Appellant and Respondent submitted to a drug screen test immediately following the hearing. Appellant’s drug screen report stated that, “[tjhis specimen had a specific gravity which is less than the lower limit of normal urine. This determination suggests adulteration during the collection process or an abnormal fluid intake. The specimen is unsuitable for testing.” Appellant did not submit another urine specimen. The Order also required Appellant and Respondent to submit to a psychiatric and physical exam to determine whether either party suffered from a mental disease or defect, anger control problems or substance abuse. A blood test was required by the doctor performing the physical exam to detect substance abuse. Appellant supplied only a urine sample. The test results for the urine test were negative for drugs.

Appellant submitted to a psychiatric examination on November 14, 1994. Dr. Z.A. Ajans, M.D., J noted in his evaluation that approximately twelve years prior, Appellant was treated for depression. Ten years prior, Appellant saw Dr. James Shapiro, a psychiatrist, for sleeplessness and mood swings. Dr. James Shapiro diagnosed Appellant with a bipolar disorder. Appellant also saw another psychiatrist, Dr. Keith Pattison for anxiety and depression. Appellant has been in counseling for the past three to four years for anxiety and depression. Appellant admitted to Dr. Ajáns that he has a past history of marijuana and methamphetamine *616abuse. However, Appellant denied any further drug abuse as of June 1994. Dr. Ajans determined that Appellant had adjustment disorder with mixed emotional features, marijuana and methamphetamine abuse by history, and that he had psycho-social stressors related to the separation from his wife.

On September 15, 1995, Appellant’s attorney filed a motion to withdraw, stating that he had irreconcilable differences with Appellant and that after contacting Appellant on numerous occasions informing him that he needed to finish answering interrogatories, Appellant failed to cooperate. On September 27, 1995, counsel’s motion to withdraw was sustained. On November 27, 1995, a letter was sent by the clerk’s office advising the parties that the case was placed on the dismissal docket, and that the cause was subject to dismissal without prejudice for failure of prosecution, unless application was made to the court before the expiration of thirty days. On December 26, 1995, Appellant filed a letter with the clerk’s office requesting that the case not be dismissed and informed the court that he was without an attorney and was attempting to find a replacement. On December 29, 1995, the clerk’s office sent Appellant a letter stating that Judge Belt had continued Appellant’s case until January 30, 1996, giving him time to obtain counsel.

▶ QUESTIONS TO ANSWER:
• a. Condense the paragraph of the court excerpt that begins "On September 15, 1995" into a short dated list, keeping its main facts.
• b. Carry the court excerpt forward from the point where it stops, writing the next part of the account.
The items that come after this court excerpt are separate material and have no connection to it.

▶ Dataset items:
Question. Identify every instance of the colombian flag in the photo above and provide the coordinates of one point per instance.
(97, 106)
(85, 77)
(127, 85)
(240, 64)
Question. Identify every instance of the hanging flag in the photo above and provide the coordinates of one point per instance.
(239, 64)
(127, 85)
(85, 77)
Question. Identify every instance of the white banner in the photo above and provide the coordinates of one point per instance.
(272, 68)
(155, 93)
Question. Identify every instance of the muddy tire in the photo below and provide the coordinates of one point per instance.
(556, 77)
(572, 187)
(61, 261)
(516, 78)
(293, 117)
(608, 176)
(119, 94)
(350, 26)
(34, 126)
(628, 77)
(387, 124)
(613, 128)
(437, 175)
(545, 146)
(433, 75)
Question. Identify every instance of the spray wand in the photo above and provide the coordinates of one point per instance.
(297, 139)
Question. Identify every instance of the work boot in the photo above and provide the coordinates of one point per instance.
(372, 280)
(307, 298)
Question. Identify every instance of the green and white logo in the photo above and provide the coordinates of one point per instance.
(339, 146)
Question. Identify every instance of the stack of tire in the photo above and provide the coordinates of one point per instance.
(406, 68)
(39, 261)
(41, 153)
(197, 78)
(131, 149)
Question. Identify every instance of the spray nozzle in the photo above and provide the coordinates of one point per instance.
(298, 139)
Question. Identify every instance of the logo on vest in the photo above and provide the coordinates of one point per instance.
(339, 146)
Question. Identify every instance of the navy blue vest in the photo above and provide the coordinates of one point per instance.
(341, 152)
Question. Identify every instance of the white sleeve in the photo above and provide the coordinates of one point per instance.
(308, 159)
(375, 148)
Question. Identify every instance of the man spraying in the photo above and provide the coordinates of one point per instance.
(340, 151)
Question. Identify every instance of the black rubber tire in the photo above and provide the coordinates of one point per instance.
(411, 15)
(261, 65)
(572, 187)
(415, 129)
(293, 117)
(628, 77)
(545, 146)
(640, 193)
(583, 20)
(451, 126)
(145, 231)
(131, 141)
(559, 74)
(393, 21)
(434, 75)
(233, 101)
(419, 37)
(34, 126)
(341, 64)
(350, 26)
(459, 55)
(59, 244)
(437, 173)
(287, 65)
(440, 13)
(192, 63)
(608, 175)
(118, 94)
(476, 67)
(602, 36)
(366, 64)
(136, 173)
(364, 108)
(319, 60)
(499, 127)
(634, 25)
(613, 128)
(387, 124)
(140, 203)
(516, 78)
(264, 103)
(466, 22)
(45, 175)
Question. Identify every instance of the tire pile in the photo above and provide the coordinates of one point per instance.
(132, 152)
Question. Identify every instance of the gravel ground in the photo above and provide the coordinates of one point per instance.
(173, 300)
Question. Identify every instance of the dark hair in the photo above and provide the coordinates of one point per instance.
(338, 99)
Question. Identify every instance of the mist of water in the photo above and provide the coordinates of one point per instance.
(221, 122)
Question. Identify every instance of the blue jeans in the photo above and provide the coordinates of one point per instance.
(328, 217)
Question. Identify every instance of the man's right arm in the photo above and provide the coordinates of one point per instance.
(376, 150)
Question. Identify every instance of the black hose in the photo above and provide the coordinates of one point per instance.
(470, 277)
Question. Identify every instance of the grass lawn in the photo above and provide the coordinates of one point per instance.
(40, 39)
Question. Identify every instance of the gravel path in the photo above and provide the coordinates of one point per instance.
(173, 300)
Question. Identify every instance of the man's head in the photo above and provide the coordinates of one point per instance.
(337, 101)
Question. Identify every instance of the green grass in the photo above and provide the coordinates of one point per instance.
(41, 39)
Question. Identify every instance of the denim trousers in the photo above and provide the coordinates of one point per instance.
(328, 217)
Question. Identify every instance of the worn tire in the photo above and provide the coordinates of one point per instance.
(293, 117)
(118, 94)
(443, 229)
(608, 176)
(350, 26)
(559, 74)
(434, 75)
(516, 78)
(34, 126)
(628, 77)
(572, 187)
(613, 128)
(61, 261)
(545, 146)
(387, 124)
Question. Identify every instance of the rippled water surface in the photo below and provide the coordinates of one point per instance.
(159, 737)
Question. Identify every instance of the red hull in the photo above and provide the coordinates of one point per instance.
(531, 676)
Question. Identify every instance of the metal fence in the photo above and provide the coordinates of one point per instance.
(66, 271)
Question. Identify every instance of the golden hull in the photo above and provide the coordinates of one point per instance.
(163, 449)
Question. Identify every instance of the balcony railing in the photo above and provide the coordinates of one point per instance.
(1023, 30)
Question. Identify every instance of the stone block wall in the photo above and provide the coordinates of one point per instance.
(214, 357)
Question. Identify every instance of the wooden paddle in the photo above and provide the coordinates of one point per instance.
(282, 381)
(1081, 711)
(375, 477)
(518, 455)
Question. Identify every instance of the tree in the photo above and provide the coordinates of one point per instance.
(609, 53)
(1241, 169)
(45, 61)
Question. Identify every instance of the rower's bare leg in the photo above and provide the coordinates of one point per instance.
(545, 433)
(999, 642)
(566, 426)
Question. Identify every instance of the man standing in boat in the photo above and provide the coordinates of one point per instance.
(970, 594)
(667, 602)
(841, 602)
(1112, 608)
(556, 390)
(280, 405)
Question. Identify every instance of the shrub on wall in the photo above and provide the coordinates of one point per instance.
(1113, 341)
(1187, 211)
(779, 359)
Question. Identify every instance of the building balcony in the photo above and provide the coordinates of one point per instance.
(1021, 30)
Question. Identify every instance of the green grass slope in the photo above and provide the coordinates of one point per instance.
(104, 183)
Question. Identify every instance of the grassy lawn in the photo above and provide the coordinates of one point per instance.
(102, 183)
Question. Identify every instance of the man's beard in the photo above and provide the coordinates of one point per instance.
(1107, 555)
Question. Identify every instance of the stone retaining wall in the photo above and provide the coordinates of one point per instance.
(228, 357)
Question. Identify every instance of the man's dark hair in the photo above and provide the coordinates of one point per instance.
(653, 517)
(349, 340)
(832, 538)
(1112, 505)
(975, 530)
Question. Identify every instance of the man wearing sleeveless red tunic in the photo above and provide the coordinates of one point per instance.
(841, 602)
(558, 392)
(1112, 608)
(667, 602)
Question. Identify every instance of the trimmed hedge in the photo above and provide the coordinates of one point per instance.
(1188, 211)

▶ ANSWERS TO THIS EXERCISE:
• a.
- September 15, 1995: Appellant's attorney moved to withdraw. He cited irreconcilable differences and Appellant's failure to cooperate in finishing answers to interrogatories despite numerous contacts.
- September 27, 1995: The motion to withdraw was sustained.
- November 27, 1995: The clerk's office notified the parties that the case was on the dismissal docket. It would be dismissed without prejudice for failure of prosecution unless application was made to the court within thirty days.
- December 26, 1995: Appellant wrote to the clerk's office asking that the case not be dismissed. He explained that he had no attorney and was trying to find a replacement.
- December 29, 1995: The clerk's office informed Appellant that Judge Belt had continued the case until January 30, 1996, to give him time to obtain counsel.

• b.
On September 17, 1996, the court ordered Appellant and Respondent to appear on October 11,1996, to define the issues in controversy and to set the case for trial. On October 11, 1996, by stipulation, the court met in Macon, Missouri. Respondent appeared in person with her attorney and Appellant appeared pro se. The parties agreed to negotiate and the court continued the matter until October 23, 1996. On October 23, 1996, Respondent appeared in person with her attorney and Appellant appeared pro se. The case was set for trial on April 14, 1997.

On April 4, 1997, Appellant sent Judge Belt a letter requesting a continuance. Appellant stated that he had sought the advice of an attorney and that she was willing to take his case if a continuance could be obtained. On April 7, 1997, the trial court denied Appellant’s application for a continuance.

On April 15, 1997 the trial began. At the beginning of the trial, prior to any witnesses being called, Appellant orally requested a continuance to secure legal representation. The court denied the application for continuance.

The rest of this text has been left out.